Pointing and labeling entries
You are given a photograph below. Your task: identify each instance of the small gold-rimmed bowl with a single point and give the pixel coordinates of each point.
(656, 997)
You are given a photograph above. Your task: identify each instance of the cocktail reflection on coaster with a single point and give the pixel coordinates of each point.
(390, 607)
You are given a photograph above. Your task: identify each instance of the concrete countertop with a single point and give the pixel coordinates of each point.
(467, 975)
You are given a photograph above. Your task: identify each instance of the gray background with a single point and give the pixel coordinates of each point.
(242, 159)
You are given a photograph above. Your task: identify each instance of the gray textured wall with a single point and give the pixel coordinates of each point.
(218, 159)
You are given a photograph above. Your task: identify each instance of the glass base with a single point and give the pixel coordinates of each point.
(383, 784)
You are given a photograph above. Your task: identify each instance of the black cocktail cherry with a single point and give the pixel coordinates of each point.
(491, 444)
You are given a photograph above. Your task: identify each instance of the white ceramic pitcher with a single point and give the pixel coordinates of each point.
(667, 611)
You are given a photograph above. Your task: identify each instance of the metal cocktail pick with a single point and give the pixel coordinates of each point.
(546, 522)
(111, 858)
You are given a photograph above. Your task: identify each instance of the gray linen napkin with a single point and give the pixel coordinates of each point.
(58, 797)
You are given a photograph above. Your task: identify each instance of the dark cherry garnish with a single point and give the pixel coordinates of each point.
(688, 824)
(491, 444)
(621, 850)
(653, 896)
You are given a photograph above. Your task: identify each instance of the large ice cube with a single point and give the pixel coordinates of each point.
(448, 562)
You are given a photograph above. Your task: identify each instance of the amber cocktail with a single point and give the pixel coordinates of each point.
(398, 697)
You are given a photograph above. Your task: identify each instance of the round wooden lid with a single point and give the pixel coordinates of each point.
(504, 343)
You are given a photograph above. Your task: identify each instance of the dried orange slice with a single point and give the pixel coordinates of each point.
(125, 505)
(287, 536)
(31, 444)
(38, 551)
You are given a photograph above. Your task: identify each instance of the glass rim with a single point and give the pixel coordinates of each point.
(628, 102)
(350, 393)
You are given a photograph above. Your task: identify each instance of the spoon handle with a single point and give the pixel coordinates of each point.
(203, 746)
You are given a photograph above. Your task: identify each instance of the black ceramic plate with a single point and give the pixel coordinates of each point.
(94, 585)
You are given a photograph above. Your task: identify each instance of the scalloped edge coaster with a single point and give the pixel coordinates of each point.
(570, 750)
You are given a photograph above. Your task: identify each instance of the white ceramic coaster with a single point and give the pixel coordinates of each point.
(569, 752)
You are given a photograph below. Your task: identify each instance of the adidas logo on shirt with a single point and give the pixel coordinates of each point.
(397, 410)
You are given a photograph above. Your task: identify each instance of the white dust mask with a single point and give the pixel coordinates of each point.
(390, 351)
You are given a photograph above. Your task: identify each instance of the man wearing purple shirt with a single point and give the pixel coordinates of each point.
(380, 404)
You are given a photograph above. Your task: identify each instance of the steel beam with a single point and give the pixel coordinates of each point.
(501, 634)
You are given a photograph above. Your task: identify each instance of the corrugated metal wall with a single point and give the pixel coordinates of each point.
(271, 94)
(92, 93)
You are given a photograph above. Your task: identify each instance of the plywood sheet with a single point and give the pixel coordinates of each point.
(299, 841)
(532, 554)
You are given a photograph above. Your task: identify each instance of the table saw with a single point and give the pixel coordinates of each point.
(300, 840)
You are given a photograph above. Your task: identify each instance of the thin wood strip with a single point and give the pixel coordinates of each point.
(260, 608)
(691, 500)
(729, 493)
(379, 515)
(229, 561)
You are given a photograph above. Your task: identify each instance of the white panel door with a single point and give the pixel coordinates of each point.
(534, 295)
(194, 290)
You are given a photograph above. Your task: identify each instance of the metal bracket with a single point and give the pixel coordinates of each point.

DIRECTIVE — The entries above should be repeated exactly, every one of them.

SOLUTION TO THIS TASK —
You are given a photograph below. Your task: identify each instance of the small gold-rimmed bowl with a single point and give the pixel coordinates of each point.
(656, 997)
You are given a photograph above. Your task: identify each instance of the cocktail reflection on coaster with a single point and give the pixel coordinates of each point.
(390, 607)
You are given a photograph above. Your task: identify each instance of the concrete countertop with a single point and give the pixel coordinates of each point.
(467, 975)
You are given a photograph above. Your task: identify each instance of the gray background with a single point and give the pixel coordinates of each point.
(242, 159)
You are given a photograph above. Your task: identify each instance of the gray textured wall with a single point and give the pixel coordinates of each point.
(218, 159)
You are given a photograph above. Your task: identify each instance of the glass base with a single point and give the pixel coordinates of each point.
(383, 784)
You are given a photograph above. Your task: identify each instance of the black cocktail cherry with a single point and give the pixel coordinates of each point.
(491, 444)
You are given a photograph above. Your task: identify each instance of the white ceramic pitcher with a single point and give the pixel coordinates of each point.
(667, 611)
You are given a photograph above. Your task: identify each instance of the metal cocktail pick with a single point and give the pixel coordinates of each point.
(546, 522)
(111, 858)
You are given a photograph above. Your task: identify each instance of the gray linen napkin with a single point and give the pixel coordinates of each point.
(58, 797)
You are given a photograph above. Your task: identify each instance of the dark cherry garnish with a single point and give the pixel coordinates of each point.
(688, 824)
(491, 444)
(621, 850)
(653, 896)
You are given a photograph above. Your task: identify each instance of the large ice cube with a single point and give the pixel coordinates of each point.
(448, 562)
You are given a photograph above. Your task: identify each instance of the amber cocktail with a single point and give the pixel coordinates of each point.
(398, 697)
You are given a photograph above. Your task: identify each instance of the round wooden lid with a single point and give the pixel coordinates of each point.
(504, 343)
You are given a photograph above. Your task: identify each instance of the dried orange slice with a single point and give the pixel coordinates of each point.
(125, 505)
(287, 536)
(31, 444)
(38, 551)
You are given a photograph above. Your task: identify each instance of the glass rim with a single point and give the pixel coordinates of each point.
(628, 102)
(350, 393)
You are given a photograph above. Your task: identify each instance of the spoon handle with a single point and give the pixel coordinates of each point.
(203, 746)
You are given a photograph above. Your task: identify each instance of the black ceramic plate with a single point and give the pixel coordinates of each point.
(94, 585)
You are given a photograph above. Your task: identify each instance of the scalloped edge coaster with a single point and give the pixel coordinates of each point.
(570, 750)
You are given a photograph above. Your task: identify each instance of the white ceramic coaster with a single point and give the pixel coordinates of each point.
(569, 752)
You are given a photograph below. Your task: identify each instance of the adidas logo on shirt with a single point and give the pixel coordinates of each point.
(397, 410)
You are given a photograph above. Your task: identify each instance of the white dust mask with a single point and give the pixel coordinates of each point.
(390, 351)
You are given a photograph above. Your task: identify each instance of the man wearing purple shirt with a single point and give the pixel coordinates of each point.
(380, 404)
You are given a photograph above. Your task: identify each instance of the steel beam with a single point and give the pixel coordinates of each point.
(501, 634)
You are given a photograph above. Your task: identify each instance of the corrugated metal wall with a single point and give the pixel coordinates of each point.
(271, 94)
(92, 93)
You are given a photograph above. Your task: identify each instance of the plywood sheet with a single point and give the pixel coordinates of each point.
(299, 841)
(532, 554)
You are given a photograph above. Your task: identify each instance of the table saw with a single point and give the pixel coordinates of each point.
(300, 840)
You are given a photograph above. Your task: identify each instance of the thin wood strip with a single point and give the pixel coordinates of each point.
(260, 608)
(691, 500)
(729, 493)
(379, 515)
(229, 561)
You are given a photograph above. Your task: identify each instance of the white panel door with a single point and give the pixel coordinates of each point.
(534, 295)
(194, 290)
You are given a photograph above. Your task: identify each instance of the metal bracket with a single point and give the pixel coordinates of each point.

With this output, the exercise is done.